Your goal » Reproduce verbatim only the line that holds "Please inspect the picture provided and identify elderly" and the lines that follow it to the end of the listing.

The data »
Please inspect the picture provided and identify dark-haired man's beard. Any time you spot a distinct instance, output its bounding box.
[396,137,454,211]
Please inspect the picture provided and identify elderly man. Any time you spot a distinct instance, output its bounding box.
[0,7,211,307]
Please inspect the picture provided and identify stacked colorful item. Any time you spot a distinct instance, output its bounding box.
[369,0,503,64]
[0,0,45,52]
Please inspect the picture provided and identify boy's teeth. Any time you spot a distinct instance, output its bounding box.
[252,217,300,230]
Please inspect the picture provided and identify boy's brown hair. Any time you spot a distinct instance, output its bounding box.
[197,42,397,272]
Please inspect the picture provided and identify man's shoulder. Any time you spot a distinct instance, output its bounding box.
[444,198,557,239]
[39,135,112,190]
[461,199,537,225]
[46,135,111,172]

Answer below »
Please inspect the picture provided and identify elderly man. Any time you spot a distinct instance, output its bounding box.
[0,7,211,307]
Please inspect the picture provided and identify stacked colorful item. Any time you spot a distinct instance, output its bounding box.
[369,0,503,64]
[0,0,45,52]
Please inspect the picture provided and identify boy's teeth. Any time you spot a distinct instance, output its bounding box.
[252,217,300,230]
Please inspect the picture provided and identify boy's brown hair. Any time you spot a distinct instance, output its bounding box.
[197,42,397,272]
Please inspect the picture provided and identify man's shoulder. Any time you spot a distinct instance, output its bounding box.
[444,198,557,239]
[39,135,112,190]
[461,199,537,225]
[46,135,111,172]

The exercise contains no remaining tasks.